**Requirement:**
Arrange the records as a two-column CSV with the columns "text" and "answer", one row per record, beginning at the line that contains "Task: tag every instance of the metal" and stopping after the line that contains "pixel 662 669". Put each record's text and its answer in a single quoted field apiece, replace line breaks with spaces, and leave the pictures out.

**The data:**
Begin
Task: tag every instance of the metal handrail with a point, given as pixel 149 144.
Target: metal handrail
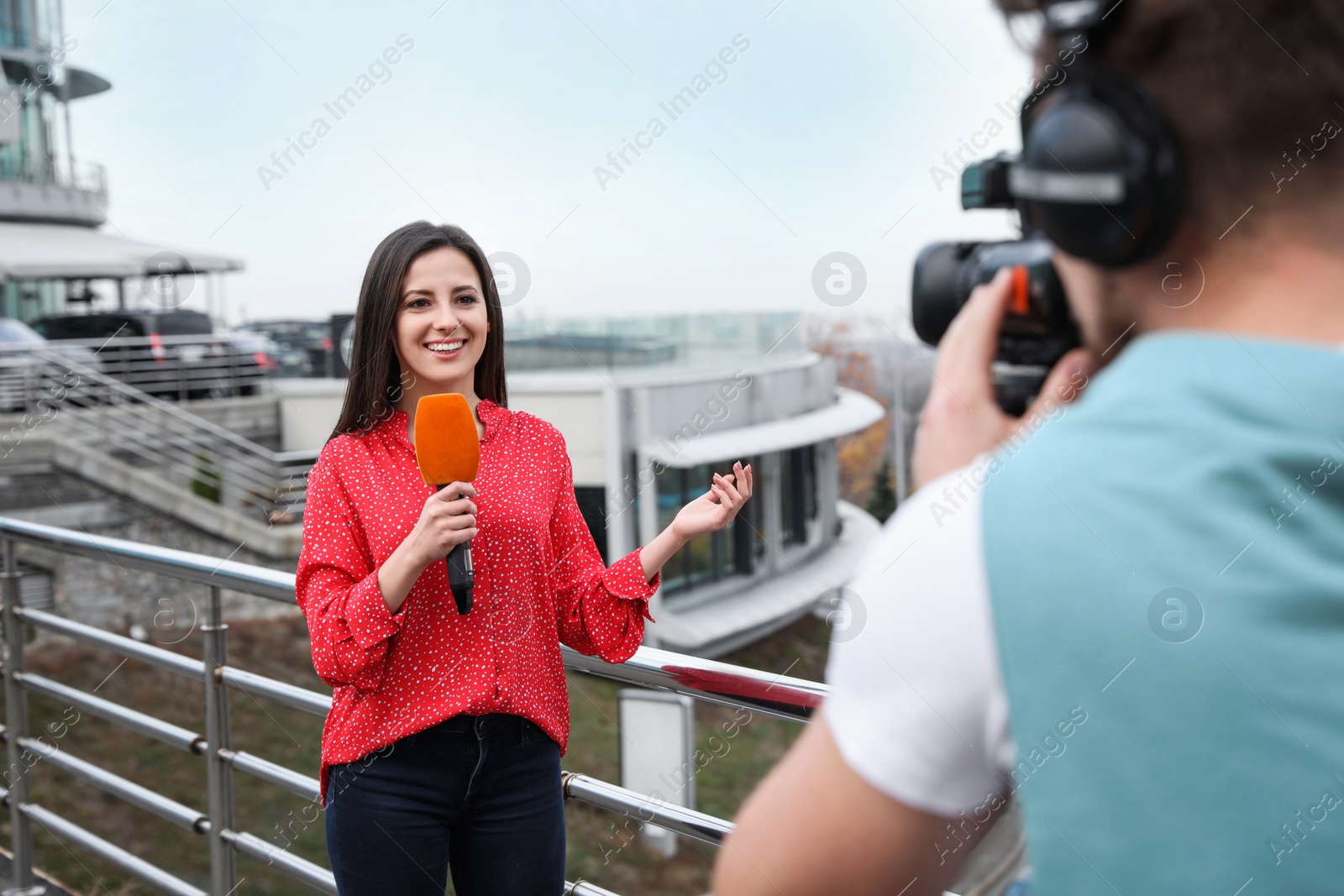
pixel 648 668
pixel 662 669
End
Begin
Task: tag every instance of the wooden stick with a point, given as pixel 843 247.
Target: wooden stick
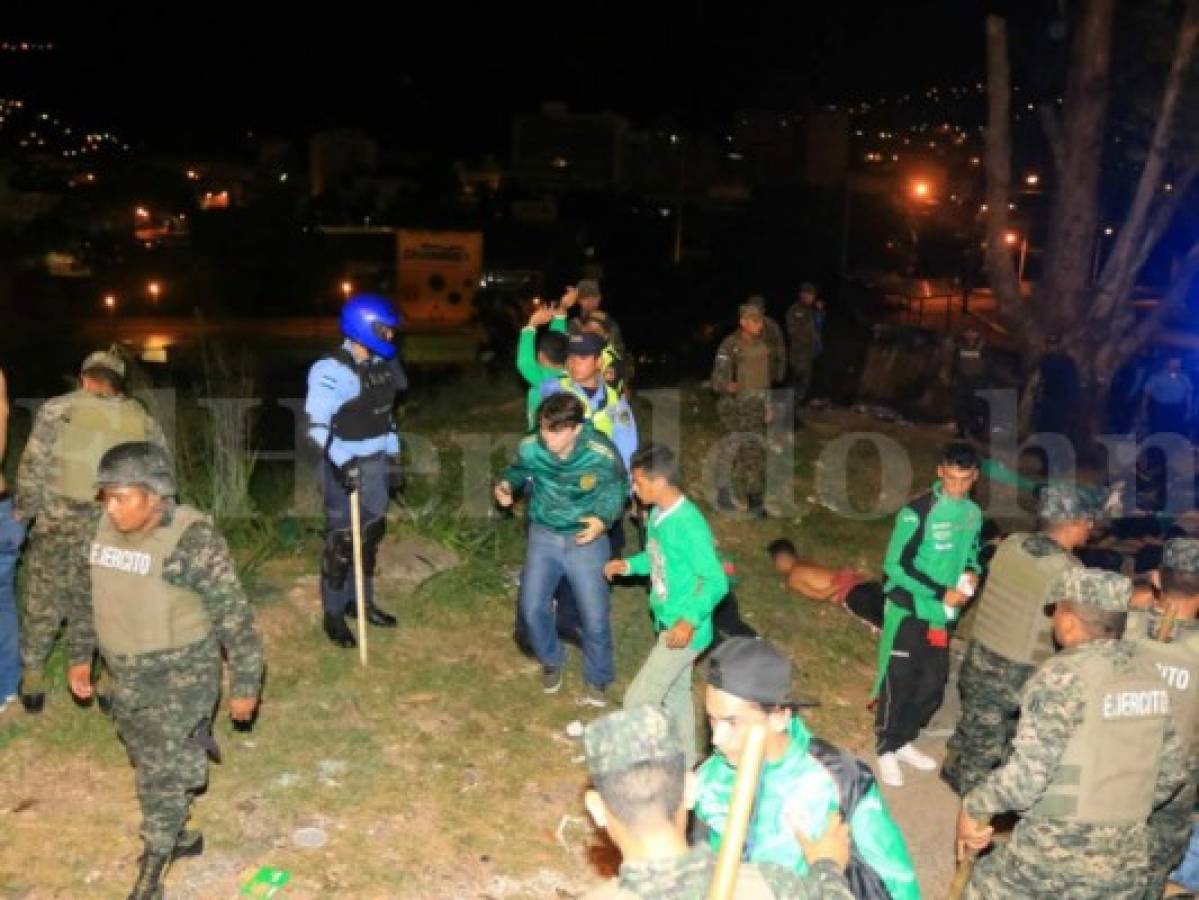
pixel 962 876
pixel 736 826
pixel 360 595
End
**Solved problem:**
text,answer
"Task: tag every instance of the metal handrail with a point, given as pixel 149 144. Target: metal handrail","pixel 648 668 pixel 662 669"